#### [What you should do]
All of the data must be printed exactly; please include every line.

Excerpts of pointing data:
********************

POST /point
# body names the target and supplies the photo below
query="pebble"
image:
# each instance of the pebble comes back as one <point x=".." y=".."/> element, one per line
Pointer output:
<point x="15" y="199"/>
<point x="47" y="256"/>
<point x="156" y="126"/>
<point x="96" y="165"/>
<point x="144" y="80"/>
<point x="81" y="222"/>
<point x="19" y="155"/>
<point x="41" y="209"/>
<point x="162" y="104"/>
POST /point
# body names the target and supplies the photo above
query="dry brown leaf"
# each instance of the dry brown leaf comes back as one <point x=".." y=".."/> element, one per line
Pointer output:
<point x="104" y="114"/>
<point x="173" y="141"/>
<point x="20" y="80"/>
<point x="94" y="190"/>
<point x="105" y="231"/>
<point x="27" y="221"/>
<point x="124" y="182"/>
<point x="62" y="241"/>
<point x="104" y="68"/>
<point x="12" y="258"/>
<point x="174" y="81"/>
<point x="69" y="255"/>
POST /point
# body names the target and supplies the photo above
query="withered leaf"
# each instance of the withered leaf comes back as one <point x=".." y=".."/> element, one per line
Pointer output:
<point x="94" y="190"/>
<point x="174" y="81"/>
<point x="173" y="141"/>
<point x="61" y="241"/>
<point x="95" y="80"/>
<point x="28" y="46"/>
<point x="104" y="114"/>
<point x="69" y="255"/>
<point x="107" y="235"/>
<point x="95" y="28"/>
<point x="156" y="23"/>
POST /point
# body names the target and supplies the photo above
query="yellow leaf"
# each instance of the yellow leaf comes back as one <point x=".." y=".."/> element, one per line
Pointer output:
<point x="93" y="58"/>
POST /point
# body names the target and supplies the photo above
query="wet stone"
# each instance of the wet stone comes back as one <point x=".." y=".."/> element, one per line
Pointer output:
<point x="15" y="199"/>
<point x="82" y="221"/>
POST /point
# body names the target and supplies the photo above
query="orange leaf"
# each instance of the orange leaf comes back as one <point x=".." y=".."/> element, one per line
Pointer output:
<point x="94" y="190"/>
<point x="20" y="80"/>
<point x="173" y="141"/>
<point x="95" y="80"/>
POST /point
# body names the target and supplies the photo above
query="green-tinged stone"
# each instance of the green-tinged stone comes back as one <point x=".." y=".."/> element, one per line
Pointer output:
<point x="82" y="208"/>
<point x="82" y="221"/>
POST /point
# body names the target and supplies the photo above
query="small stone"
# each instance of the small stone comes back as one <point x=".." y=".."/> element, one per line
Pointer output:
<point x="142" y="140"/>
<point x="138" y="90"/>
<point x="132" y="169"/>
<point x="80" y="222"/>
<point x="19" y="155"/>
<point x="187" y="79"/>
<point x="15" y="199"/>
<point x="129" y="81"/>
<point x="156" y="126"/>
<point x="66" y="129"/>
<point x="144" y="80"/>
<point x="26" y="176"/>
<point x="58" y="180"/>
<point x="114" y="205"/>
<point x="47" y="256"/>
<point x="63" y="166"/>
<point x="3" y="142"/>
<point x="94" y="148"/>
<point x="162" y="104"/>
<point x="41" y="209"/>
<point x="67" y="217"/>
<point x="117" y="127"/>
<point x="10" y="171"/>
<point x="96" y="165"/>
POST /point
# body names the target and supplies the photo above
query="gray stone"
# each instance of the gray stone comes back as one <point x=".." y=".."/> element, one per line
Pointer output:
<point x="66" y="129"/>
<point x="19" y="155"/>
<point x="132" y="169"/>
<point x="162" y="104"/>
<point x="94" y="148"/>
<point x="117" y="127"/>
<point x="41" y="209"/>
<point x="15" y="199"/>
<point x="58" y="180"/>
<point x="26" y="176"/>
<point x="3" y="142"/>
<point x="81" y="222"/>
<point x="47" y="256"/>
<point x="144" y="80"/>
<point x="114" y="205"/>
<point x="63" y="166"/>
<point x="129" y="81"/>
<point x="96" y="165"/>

********************

#### [Exercise result]
POST /point
# body names the target and supplies the photo below
query="pebble"
image:
# each instance of the pebble comes back as one <point x=".." y=".."/> element, one per line
Pointer output:
<point x="15" y="199"/>
<point x="47" y="256"/>
<point x="156" y="126"/>
<point x="96" y="165"/>
<point x="144" y="80"/>
<point x="81" y="222"/>
<point x="19" y="155"/>
<point x="41" y="209"/>
<point x="162" y="104"/>
POST /point
# body names the target and supplies the photo above
query="dry brown leaf"
# each instance of the dry brown leaf comes back as one <point x=".." y=".."/> element, one per line
Pointer output:
<point x="104" y="114"/>
<point x="173" y="141"/>
<point x="20" y="80"/>
<point x="94" y="190"/>
<point x="105" y="231"/>
<point x="27" y="221"/>
<point x="124" y="182"/>
<point x="62" y="241"/>
<point x="104" y="68"/>
<point x="12" y="258"/>
<point x="174" y="81"/>
<point x="69" y="255"/>
POST /point
# body names the target and supplies the photo above
query="withered leaf"
# each instance of the withered leaf comes back as one <point x=".." y=".."/> element, one per line
Pointer output:
<point x="94" y="190"/>
<point x="174" y="81"/>
<point x="173" y="141"/>
<point x="61" y="241"/>
<point x="95" y="80"/>
<point x="28" y="46"/>
<point x="104" y="114"/>
<point x="69" y="255"/>
<point x="107" y="235"/>
<point x="95" y="28"/>
<point x="156" y="23"/>
POST /point
# body names the target and supplies the photo above
query="yellow leaf"
# each instance of the yellow leaf comes back as one <point x=".." y=".."/> element, one per line
Pointer output:
<point x="93" y="58"/>
POST /point
# body names the target and supplies the photo above
query="wet stone"
# each instance of the wet stone comes back as one <point x=".." y=".."/> element, one per line
Pointer output:
<point x="15" y="199"/>
<point x="82" y="221"/>
POST /point
# body names the target and supplies the photo above
query="orange leaf"
# each instance of the orange leaf comes back as one <point x=".." y=".."/> element, one per line
Pointer output:
<point x="94" y="190"/>
<point x="20" y="80"/>
<point x="173" y="141"/>
<point x="95" y="80"/>
POST /point
# body names the target and supplies the photo above
query="green-tinged stone"
# each instance of the green-tinged stone comes back as one <point x=".." y=".."/> element, one per line
Pointer output:
<point x="82" y="208"/>
<point x="82" y="221"/>
POST /point
# body names the target and supplies the photo above
query="small stone"
# each instance of the small stone comes back as one <point x=".." y=".."/> element, one per line
Pointer output:
<point x="142" y="140"/>
<point x="138" y="90"/>
<point x="132" y="169"/>
<point x="80" y="222"/>
<point x="19" y="155"/>
<point x="187" y="79"/>
<point x="15" y="199"/>
<point x="129" y="81"/>
<point x="156" y="126"/>
<point x="66" y="129"/>
<point x="144" y="80"/>
<point x="26" y="176"/>
<point x="58" y="180"/>
<point x="114" y="205"/>
<point x="47" y="256"/>
<point x="63" y="166"/>
<point x="3" y="142"/>
<point x="94" y="148"/>
<point x="162" y="104"/>
<point x="41" y="209"/>
<point x="67" y="217"/>
<point x="117" y="127"/>
<point x="10" y="171"/>
<point x="96" y="165"/>
POST /point
# body names the target and supplies the photo above
query="gray stone"
# each instance of the gray stone comes back as one <point x=".." y=".."/> element, one per line
Pointer output:
<point x="66" y="129"/>
<point x="19" y="155"/>
<point x="132" y="169"/>
<point x="162" y="104"/>
<point x="94" y="148"/>
<point x="117" y="127"/>
<point x="41" y="209"/>
<point x="15" y="199"/>
<point x="58" y="180"/>
<point x="26" y="176"/>
<point x="3" y="142"/>
<point x="81" y="222"/>
<point x="47" y="256"/>
<point x="144" y="80"/>
<point x="114" y="205"/>
<point x="63" y="166"/>
<point x="129" y="81"/>
<point x="96" y="165"/>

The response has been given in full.